── Supplied records
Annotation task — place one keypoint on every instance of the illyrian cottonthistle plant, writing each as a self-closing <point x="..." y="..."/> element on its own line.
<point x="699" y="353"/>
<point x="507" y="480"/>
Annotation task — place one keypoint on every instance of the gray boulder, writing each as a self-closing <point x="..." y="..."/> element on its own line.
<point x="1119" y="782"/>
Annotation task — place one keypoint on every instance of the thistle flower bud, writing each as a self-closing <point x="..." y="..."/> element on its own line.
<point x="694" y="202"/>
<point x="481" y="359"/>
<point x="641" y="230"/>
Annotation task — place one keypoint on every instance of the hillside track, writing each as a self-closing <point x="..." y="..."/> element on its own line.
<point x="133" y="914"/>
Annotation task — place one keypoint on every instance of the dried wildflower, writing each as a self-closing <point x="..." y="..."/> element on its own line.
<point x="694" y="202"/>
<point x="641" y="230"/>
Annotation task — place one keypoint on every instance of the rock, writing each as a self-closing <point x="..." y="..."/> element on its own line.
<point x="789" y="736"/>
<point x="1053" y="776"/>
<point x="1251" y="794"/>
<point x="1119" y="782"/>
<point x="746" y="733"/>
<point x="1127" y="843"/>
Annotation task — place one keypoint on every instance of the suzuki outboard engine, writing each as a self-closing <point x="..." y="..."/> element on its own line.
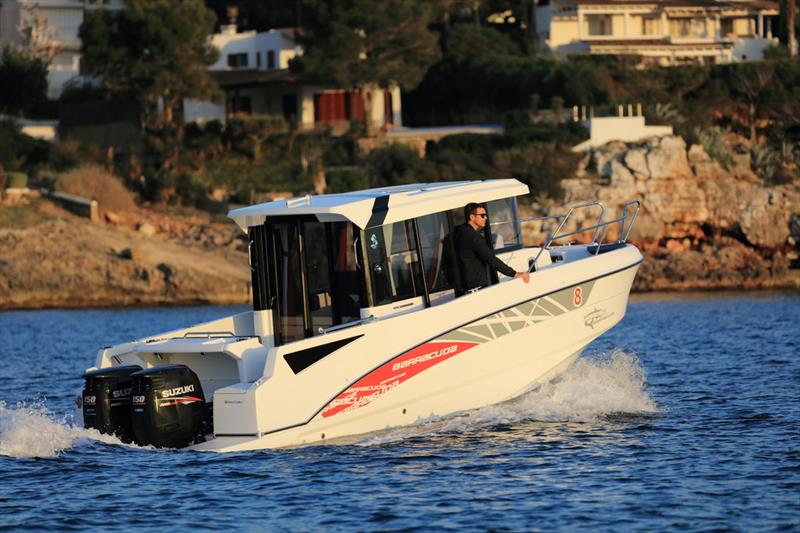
<point x="168" y="407"/>
<point x="107" y="401"/>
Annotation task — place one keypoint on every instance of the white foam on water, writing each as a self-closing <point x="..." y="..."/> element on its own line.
<point x="592" y="388"/>
<point x="31" y="430"/>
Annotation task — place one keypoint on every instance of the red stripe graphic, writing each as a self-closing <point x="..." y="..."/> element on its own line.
<point x="391" y="374"/>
────
Exclude the pictures and reproduce every entry exactly.

* [Solution to this problem]
Annotation task — place one keypoint on every instance of the illyrian cottonthistle plant, writing each as a self-closing <point x="..." y="..."/> element on its own line.
<point x="699" y="353"/>
<point x="507" y="480"/>
Annotation task — place one keypoint on every instance of the gray boulder, writing each as a self-closing <point x="..." y="..."/> element on its own line.
<point x="1119" y="782"/>
Annotation task — place one keypoint on every instance of the thistle flower bud, writing each as a self-closing <point x="..." y="..."/> element on its own line.
<point x="694" y="202"/>
<point x="481" y="359"/>
<point x="641" y="230"/>
Annotation task — place one keypoint on every instance of the hillside track, writing each as a self-closing <point x="..." y="..."/> element on its own line.
<point x="133" y="914"/>
Annotation task — place one keypoint on every instance of the dried wildflower, writing each as a self-closing <point x="..." y="..."/> element on its own line.
<point x="694" y="202"/>
<point x="641" y="230"/>
Annotation task — place one keypoint on every instance of the rock, writing each as a self-closing <point x="..." y="..."/> element on its own line.
<point x="789" y="736"/>
<point x="1053" y="776"/>
<point x="1251" y="794"/>
<point x="1119" y="782"/>
<point x="746" y="733"/>
<point x="1127" y="843"/>
Annotation task — place one keypoint on every instance of the suzuki outboard engine, writing each as a self-closing <point x="..." y="..."/> element on its own line.
<point x="168" y="407"/>
<point x="107" y="401"/>
Annotation task — place one keypoint on every instance of the white foam on water, writing each as a self-closing <point x="..." y="..."/> element on its own line.
<point x="592" y="388"/>
<point x="31" y="430"/>
Annotation task — place one keypoint on every instance of the red stripe graphic, writing each as a self-closing <point x="..." y="..."/> element on its own line.
<point x="391" y="374"/>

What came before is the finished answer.